Répondez brièvement aux questions suivantes à partir de l'extrait.
1. Où se trouve la mission d'El-Saric par rapport à Hermosillo ?
2. Par quelles localités le général Blanco voulait-il faire passer la compagnie française ?
3. Quel chemin la compagnie prit-elle en quittant Hermosillo ?

**Extrait choisi**.
········

Nous avons dit que les expédients pour multiplier les retards avaient été poussés jusqu’à l’absurde. Nous allons citer une seule manœuvre entre mille ; elle donnera la mesure de la bonne foi et de la loyauté de l’administration mexicaine.

Les subsistances destinées à la compagnie avaient été, comme l’annonçait M. de Raousset, réunies dans une ancienne mission nommée El-Saric, à soixante-quinze lieues nord d’Hermosillo. La route en est facile, directe, toujours en plaine. De beaux pâturages, de l’eau, des bois touffus y assurent les meilleurs campements. Le général Blanco voulut forcer la compagnie française à passer par Urès, Arispe et Santa Cruz ; c’est-à-dire à parcourir, pour aller au Saric, environ cent cinquante lieues à travers des chemins horribles et des rivières qu’il faut passer jusqu’à trente fois dans une même journée. Dans la saison des pluies, et elle venait de commencer, ces rivières sont souvent impraticables pendant plusieurs jours consécutifs. Si M. de Raousset avait eu la faiblesse d’exécuter cet ordre inouï, il est probable que la compagnie ne fût jamais arrivée à sa destination. Si, à force de patience et de courage, elle eût échappé à ce vrai guet-apens, son voyage, au lieu de douze jours, aurait duré trois mois.

M. de Raousset résista énergiquement ; le général dut céder à des réclamations irréfutables, et la compagnie quitta enfin Hermosillo et prit le chemin des plaines.

········

**Items fournis**.
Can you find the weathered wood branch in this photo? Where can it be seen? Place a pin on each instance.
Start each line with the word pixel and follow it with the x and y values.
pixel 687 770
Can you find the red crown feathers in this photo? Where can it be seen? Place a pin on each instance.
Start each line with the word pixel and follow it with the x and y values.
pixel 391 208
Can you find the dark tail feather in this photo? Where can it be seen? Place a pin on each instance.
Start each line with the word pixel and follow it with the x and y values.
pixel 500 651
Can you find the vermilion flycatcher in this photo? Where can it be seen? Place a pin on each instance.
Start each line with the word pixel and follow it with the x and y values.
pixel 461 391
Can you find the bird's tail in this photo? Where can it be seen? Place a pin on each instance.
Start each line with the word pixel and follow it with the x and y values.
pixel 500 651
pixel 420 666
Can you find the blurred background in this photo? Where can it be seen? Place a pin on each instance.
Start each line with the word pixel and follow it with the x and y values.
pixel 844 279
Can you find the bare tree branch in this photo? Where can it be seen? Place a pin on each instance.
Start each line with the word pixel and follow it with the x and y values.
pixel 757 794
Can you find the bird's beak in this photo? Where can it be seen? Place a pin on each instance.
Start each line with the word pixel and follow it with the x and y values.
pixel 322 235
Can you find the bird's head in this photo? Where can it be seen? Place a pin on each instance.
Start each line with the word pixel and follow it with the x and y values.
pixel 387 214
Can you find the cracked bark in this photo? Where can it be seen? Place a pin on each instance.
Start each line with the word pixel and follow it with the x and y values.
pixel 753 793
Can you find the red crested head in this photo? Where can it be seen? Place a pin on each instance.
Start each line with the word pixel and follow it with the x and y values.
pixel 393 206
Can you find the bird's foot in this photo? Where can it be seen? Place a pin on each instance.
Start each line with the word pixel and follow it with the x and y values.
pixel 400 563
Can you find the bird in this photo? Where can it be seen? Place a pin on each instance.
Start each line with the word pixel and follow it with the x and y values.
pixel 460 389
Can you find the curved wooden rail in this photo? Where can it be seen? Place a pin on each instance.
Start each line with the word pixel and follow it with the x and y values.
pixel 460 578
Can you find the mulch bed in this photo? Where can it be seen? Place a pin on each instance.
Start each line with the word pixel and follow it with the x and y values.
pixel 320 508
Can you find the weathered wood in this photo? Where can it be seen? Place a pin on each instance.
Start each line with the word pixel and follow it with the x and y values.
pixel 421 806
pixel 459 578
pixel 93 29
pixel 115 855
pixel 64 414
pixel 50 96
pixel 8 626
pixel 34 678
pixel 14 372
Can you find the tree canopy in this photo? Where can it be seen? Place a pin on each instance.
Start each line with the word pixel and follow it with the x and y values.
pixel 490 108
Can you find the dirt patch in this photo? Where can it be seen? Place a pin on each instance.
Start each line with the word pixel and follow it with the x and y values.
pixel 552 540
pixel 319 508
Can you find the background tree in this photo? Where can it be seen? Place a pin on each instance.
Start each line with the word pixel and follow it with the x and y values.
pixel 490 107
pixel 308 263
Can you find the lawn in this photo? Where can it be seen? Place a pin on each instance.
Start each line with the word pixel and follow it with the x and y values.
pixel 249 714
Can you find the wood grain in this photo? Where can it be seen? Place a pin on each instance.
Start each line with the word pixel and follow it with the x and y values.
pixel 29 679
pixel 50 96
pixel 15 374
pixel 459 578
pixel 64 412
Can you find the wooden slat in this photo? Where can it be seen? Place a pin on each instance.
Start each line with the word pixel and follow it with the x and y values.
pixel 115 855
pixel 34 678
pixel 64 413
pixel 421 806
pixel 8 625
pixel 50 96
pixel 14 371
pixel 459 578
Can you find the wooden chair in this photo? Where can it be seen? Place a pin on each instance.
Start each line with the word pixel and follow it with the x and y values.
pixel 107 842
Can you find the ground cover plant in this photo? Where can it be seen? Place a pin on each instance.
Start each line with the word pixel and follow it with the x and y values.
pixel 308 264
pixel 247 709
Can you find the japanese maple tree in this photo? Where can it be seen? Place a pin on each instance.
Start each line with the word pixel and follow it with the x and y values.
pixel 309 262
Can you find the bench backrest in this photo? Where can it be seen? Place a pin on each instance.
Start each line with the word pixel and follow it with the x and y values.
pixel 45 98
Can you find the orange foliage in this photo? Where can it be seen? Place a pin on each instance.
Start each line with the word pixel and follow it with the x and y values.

········

**Réponse complète**.
1. À soixante-quinze lieues au nord d'Hermosillo.
2. Par Urès, Arispe et Santa Cruz.
3. Le chemin des plaines.